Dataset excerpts
========================================================================
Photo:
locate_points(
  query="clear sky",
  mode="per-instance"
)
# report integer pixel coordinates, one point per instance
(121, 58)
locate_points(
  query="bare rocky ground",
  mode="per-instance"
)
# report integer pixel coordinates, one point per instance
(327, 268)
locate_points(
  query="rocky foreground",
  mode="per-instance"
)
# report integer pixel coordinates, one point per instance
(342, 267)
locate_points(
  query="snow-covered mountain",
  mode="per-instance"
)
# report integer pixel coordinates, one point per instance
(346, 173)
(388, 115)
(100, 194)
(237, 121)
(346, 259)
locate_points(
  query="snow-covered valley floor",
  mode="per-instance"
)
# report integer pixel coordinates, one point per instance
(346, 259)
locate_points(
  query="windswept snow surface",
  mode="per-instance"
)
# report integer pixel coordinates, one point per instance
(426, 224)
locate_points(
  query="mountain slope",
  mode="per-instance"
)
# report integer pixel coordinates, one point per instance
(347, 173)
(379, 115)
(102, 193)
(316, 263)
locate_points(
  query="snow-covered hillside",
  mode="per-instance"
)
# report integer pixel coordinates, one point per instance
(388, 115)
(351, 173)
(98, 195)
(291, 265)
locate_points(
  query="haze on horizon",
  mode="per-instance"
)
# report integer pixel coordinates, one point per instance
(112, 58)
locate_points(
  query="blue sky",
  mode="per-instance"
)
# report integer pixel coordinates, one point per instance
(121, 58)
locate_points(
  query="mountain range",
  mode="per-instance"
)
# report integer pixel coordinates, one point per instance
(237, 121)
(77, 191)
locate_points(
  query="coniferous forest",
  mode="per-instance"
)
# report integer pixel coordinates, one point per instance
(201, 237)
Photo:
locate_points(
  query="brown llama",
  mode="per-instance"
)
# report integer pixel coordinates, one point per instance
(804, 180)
========================================================================
§ DIRECTIONS
Copy out every entry, keeping each line exactly as it is.

§ SOLUTION TO THIS TASK
Photo:
locate_points(
  query="clear sky",
  mode="per-instance"
)
# report integer pixel coordinates, one point per instance
(121, 58)
locate_points(
  query="bare rocky ground",
  mode="per-instance"
)
# report integer pixel coordinates, one point per instance
(327, 268)
locate_points(
  query="rocky foreground",
  mode="per-instance"
)
# report integer pixel coordinates, one point per instance
(342, 267)
locate_points(
  query="snow-covered mountain",
  mode="per-instance"
)
# report integer pixel coordinates, one point per instance
(346, 173)
(388, 115)
(100, 194)
(237, 121)
(346, 259)
locate_points(
  query="snow-covered valley floor",
  mode="per-instance"
)
# report integer pixel coordinates, one point per instance
(346, 259)
locate_points(
  query="windswept snow surface",
  mode="per-instance"
)
# report integer pixel coordinates, one point per instance
(426, 224)
locate_points(
  query="mountain slope",
  mode="per-instance"
)
# report integer pixel coordinates, one point per instance
(347, 173)
(379, 115)
(102, 193)
(316, 263)
locate_points(
  query="snow-covered hillside",
  mode="per-instance"
)
# report integer pixel coordinates, one point per instance
(388, 115)
(351, 173)
(98, 195)
(291, 265)
locate_points(
  query="haze on horizon",
  mode="per-instance"
)
# report integer pixel coordinates, one point per instance
(112, 58)
locate_points(
  query="blue sky",
  mode="per-instance"
)
# report integer pixel coordinates, one point per instance
(121, 58)
locate_points(
  query="mountain range",
  mode="per-instance"
)
# report integer pixel coordinates, one point per instance
(237, 121)
(77, 191)
locate_points(
  query="coniferous forest",
  mode="per-instance"
)
# report integer pixel coordinates, one point per instance
(201, 237)
Photo:
locate_points(
  query="brown llama",
  mode="per-instance"
)
# report integer pixel coordinates, one point per instance
(804, 180)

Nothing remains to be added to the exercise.